[Some records]

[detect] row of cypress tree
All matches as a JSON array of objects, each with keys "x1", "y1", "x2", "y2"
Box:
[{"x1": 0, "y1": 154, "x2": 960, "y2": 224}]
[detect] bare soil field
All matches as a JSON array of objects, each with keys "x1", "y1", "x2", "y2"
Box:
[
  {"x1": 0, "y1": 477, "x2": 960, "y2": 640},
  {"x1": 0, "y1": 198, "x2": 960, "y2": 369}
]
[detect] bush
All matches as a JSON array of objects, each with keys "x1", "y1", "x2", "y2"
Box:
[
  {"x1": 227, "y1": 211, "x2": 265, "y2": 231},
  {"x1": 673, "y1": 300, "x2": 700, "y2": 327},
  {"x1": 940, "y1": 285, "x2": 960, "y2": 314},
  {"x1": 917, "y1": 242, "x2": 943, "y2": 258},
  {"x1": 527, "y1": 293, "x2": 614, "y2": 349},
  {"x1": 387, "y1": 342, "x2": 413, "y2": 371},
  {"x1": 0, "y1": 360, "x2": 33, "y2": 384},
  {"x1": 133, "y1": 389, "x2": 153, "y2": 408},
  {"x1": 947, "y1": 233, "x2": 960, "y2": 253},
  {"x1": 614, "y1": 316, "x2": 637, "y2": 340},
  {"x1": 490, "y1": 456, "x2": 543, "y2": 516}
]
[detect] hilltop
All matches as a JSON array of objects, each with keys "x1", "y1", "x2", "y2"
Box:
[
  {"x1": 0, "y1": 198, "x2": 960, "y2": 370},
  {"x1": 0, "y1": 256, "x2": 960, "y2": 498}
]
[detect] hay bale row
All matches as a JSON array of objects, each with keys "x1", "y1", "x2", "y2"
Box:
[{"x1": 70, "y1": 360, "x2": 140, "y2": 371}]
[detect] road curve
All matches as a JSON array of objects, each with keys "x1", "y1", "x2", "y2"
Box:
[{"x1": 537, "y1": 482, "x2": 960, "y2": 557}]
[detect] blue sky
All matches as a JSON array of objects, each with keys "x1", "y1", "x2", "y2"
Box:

» **What is being asked**:
Rewrite the entire listing with every request included, adding -111 to each bounding-box coordinate in the answers.

» **Answer for this exercise**:
[detect] row of cypress tree
All matches as a JSON array of objects, each with keys "x1", "y1", "x2", "y2"
Box:
[{"x1": -111, "y1": 43, "x2": 849, "y2": 113}]
[detect] bare soil field
All matches as a JSON array of objects, each with keys "x1", "y1", "x2", "y2"
Box:
[
  {"x1": -111, "y1": 366, "x2": 849, "y2": 529},
  {"x1": -111, "y1": 87, "x2": 849, "y2": 258}
]
[detect] bush
All matches as a JSON array of objects, each with keys "x1", "y1", "x2", "y2"
Box:
[
  {"x1": 116, "y1": 100, "x2": 154, "y2": 120},
  {"x1": 562, "y1": 189, "x2": 589, "y2": 216},
  {"x1": 829, "y1": 174, "x2": 849, "y2": 203},
  {"x1": 806, "y1": 131, "x2": 832, "y2": 147},
  {"x1": 416, "y1": 182, "x2": 503, "y2": 238},
  {"x1": 276, "y1": 231, "x2": 302, "y2": 260},
  {"x1": -111, "y1": 249, "x2": -78, "y2": 273},
  {"x1": 22, "y1": 278, "x2": 42, "y2": 297},
  {"x1": 836, "y1": 122, "x2": 849, "y2": 142},
  {"x1": 503, "y1": 205, "x2": 526, "y2": 229},
  {"x1": 379, "y1": 345, "x2": 432, "y2": 405}
]
[detect] hilltop
All matches as a JSON array of objects, each with keys "x1", "y1", "x2", "y2"
Box:
[
  {"x1": -111, "y1": 87, "x2": 849, "y2": 259},
  {"x1": -111, "y1": 145, "x2": 849, "y2": 387}
]
[detect] hay bale row
All matches as a JSON array of objects, each with keys "x1", "y1", "x2", "y2"
Box:
[{"x1": -41, "y1": 249, "x2": 29, "y2": 260}]
[detect] road curve
All matches as a JSON array of objects, each with keys "x1", "y1", "x2", "y2"
Box:
[{"x1": 426, "y1": 371, "x2": 849, "y2": 446}]
[detect] blue sky
All matches as a JSON array of objects, each with keys "x1", "y1", "x2", "y2"
Box:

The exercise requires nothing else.